Instruction: Replace "trace" with "draw" and write out the lines again with nothing else changed. Begin at the line that has "Target: hockey glove" and stop after the line that has "39], [170, 38]]".
>> Start Provided entries
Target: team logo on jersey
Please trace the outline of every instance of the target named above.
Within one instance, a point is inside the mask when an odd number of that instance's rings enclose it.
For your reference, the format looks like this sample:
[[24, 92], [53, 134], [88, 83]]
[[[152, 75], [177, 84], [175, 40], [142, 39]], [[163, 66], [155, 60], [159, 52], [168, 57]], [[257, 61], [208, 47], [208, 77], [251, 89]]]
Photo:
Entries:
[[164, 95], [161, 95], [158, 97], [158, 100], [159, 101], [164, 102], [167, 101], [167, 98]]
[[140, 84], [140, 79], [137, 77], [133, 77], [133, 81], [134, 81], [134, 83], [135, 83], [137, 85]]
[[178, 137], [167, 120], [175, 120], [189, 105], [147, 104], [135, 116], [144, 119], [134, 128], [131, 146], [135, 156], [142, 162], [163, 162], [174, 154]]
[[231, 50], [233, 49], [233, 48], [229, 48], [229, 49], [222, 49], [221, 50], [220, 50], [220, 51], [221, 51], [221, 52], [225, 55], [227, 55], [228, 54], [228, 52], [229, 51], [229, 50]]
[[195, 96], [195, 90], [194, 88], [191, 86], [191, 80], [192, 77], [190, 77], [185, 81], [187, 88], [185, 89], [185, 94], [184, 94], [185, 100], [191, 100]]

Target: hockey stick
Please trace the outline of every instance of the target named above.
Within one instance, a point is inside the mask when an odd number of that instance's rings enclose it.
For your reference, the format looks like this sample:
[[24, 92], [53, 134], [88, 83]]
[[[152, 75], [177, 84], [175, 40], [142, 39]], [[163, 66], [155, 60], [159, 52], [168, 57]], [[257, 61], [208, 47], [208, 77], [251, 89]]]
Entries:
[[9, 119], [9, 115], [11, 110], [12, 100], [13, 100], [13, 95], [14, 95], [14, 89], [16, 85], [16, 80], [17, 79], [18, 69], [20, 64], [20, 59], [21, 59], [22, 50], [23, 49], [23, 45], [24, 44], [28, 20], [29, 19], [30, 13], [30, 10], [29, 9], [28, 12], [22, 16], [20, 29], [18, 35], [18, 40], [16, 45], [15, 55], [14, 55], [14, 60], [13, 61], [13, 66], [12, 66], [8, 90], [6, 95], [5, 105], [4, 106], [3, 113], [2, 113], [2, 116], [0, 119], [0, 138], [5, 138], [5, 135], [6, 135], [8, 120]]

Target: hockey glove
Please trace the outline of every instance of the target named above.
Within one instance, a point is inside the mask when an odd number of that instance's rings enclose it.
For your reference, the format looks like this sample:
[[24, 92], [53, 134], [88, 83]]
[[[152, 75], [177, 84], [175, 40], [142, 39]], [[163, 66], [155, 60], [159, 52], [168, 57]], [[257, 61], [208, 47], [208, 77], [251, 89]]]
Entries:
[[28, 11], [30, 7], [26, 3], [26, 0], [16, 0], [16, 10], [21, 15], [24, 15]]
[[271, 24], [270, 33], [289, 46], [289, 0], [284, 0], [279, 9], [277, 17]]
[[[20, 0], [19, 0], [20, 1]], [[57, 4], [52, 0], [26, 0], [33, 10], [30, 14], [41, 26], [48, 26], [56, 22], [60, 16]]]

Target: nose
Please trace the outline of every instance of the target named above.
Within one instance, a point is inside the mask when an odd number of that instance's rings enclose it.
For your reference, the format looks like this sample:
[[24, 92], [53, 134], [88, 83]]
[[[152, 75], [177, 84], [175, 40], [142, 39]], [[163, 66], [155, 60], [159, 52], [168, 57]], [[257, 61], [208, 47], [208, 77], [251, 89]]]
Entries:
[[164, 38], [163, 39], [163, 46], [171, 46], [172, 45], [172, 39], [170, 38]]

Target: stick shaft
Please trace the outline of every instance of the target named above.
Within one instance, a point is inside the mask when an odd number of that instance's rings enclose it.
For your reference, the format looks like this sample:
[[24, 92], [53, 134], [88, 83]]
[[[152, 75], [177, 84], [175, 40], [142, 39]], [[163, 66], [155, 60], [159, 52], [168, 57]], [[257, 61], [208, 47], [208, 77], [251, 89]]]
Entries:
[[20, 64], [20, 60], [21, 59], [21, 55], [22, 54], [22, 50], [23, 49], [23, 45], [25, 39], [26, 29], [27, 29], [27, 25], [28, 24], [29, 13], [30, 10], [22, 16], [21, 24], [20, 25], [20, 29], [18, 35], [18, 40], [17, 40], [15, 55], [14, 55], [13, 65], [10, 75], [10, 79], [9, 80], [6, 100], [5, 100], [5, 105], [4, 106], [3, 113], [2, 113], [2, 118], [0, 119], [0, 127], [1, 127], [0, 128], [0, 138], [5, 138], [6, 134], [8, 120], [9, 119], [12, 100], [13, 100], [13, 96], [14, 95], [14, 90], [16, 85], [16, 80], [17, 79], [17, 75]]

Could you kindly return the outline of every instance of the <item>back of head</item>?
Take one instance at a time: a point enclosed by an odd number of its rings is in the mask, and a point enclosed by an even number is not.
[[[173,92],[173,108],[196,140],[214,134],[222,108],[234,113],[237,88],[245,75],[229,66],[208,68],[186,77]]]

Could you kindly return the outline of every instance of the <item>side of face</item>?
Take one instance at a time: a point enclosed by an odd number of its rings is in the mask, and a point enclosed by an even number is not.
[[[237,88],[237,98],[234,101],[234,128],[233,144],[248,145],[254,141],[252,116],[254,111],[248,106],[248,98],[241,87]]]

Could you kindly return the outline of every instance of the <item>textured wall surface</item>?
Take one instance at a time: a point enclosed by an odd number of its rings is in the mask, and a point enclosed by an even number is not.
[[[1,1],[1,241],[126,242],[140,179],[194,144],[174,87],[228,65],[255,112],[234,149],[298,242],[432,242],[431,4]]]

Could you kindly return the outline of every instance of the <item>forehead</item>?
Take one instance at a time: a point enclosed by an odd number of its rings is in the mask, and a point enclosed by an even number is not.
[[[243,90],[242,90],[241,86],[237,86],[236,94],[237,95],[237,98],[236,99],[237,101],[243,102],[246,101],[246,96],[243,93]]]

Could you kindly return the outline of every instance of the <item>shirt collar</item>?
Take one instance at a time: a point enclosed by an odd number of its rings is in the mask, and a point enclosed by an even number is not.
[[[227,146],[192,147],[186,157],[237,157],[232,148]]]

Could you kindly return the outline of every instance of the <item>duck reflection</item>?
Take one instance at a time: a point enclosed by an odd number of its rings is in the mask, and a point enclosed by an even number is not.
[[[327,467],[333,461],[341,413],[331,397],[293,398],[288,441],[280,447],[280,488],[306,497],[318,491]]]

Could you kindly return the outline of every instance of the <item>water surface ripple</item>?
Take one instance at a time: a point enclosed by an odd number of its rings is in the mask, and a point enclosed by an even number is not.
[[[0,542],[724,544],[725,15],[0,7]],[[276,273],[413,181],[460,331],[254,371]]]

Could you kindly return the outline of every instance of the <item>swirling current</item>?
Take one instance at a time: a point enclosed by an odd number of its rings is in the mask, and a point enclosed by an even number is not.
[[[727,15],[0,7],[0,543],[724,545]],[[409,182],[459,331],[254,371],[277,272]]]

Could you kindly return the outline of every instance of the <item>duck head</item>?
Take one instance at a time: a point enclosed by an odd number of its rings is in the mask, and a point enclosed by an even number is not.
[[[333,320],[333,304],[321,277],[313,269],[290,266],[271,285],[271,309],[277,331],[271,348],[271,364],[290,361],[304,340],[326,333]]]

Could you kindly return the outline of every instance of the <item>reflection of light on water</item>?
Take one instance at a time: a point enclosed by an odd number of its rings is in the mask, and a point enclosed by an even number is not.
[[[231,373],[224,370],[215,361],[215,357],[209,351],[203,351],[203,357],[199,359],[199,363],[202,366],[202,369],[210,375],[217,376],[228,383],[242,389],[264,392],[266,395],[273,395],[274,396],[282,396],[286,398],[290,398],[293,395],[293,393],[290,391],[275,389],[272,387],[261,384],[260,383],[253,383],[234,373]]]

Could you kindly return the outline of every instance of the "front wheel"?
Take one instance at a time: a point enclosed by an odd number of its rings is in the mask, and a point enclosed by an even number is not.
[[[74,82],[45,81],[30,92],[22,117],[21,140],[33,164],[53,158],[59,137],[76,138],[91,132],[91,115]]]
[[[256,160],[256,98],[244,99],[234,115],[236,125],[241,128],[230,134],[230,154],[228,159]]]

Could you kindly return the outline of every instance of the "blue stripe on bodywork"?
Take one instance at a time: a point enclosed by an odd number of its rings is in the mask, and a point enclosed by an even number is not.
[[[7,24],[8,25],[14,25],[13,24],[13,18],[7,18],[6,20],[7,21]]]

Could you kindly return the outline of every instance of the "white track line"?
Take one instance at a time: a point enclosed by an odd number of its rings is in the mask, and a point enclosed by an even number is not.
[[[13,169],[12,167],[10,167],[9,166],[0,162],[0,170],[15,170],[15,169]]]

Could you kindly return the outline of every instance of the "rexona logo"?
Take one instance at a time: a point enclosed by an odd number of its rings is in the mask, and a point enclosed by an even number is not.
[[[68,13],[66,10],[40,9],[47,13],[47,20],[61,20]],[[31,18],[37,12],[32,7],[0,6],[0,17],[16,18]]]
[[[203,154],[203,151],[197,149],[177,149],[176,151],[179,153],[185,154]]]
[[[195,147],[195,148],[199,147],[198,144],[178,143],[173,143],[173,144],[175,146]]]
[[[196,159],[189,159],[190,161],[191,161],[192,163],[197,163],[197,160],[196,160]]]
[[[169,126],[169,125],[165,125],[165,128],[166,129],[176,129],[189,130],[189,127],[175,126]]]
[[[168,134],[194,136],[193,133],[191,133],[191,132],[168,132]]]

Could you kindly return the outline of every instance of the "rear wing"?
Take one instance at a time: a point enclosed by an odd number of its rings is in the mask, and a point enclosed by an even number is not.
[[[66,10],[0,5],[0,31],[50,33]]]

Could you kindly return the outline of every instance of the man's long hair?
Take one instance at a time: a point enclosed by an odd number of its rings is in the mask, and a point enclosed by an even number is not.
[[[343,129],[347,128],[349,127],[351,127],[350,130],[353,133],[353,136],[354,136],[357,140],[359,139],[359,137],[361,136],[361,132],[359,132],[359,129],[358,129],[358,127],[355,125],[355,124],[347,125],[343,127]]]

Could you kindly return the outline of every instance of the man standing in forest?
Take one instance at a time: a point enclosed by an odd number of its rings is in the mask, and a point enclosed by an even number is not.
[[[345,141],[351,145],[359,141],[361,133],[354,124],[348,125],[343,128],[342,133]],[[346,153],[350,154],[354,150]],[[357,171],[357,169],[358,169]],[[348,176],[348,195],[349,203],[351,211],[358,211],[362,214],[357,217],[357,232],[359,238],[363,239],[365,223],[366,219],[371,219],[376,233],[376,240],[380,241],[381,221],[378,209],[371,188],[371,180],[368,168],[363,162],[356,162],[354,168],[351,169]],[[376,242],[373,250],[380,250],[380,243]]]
>> End Provided entries
Final result:
Target: hockey glove
Please draw the outline of every instance of the target named above.
Within one instance, a point is inside the mask when an odd number of that instance's rings enclose it.
For your reference, the format looks like this sample:
[[24, 92], [53, 134], [88, 83]]
[[[152, 75], [177, 84], [175, 40], [142, 39]], [[163, 66], [155, 60], [159, 52], [168, 57]], [[257, 61], [208, 47], [208, 77], [251, 89]]]
Entries:
[[28, 11], [30, 7], [26, 3], [26, 0], [16, 0], [16, 10], [21, 15], [24, 15]]
[[271, 24], [270, 33], [289, 46], [289, 0], [284, 0], [279, 9], [277, 17]]
[[[20, 0], [19, 0], [20, 1]], [[57, 4], [52, 0], [26, 0], [33, 10], [30, 14], [41, 26], [48, 26], [56, 22], [60, 16]]]

Target: nose
Please draw the outline of every instance of the target named above.
Within one instance, a point is inside the mask when an odd number of that instance's rings enclose it.
For your reference, the format looks like this sample:
[[24, 92], [53, 134], [88, 83]]
[[[152, 75], [177, 84], [175, 40], [142, 39]], [[163, 66], [155, 60], [159, 52], [168, 57]], [[257, 61], [208, 47], [208, 77], [251, 89]]]
Entries:
[[164, 38], [163, 39], [163, 46], [171, 46], [172, 45], [172, 39], [170, 38]]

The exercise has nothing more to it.